- Problem to work on: Answer with a single number: the count of lines below that hold "pointer".
-----
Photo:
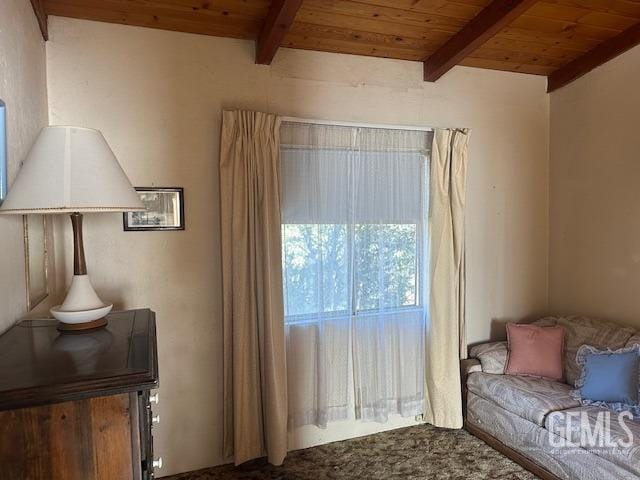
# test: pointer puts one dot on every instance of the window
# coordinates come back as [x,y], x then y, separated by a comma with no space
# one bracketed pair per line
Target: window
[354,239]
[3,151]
-----
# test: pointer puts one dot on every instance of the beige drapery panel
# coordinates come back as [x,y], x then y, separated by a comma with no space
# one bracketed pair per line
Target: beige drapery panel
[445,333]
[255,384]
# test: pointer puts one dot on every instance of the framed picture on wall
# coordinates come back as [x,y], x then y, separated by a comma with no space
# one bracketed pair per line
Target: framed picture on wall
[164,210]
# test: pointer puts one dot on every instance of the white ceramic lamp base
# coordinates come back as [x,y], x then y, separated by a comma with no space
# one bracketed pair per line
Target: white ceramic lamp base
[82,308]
-----
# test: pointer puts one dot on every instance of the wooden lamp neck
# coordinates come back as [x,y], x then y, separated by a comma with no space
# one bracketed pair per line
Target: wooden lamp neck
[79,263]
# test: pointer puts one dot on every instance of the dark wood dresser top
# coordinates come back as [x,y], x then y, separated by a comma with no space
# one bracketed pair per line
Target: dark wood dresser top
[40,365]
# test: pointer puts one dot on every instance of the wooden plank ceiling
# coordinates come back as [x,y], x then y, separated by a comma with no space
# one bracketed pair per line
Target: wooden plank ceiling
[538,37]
-----
- Answer for the task: 7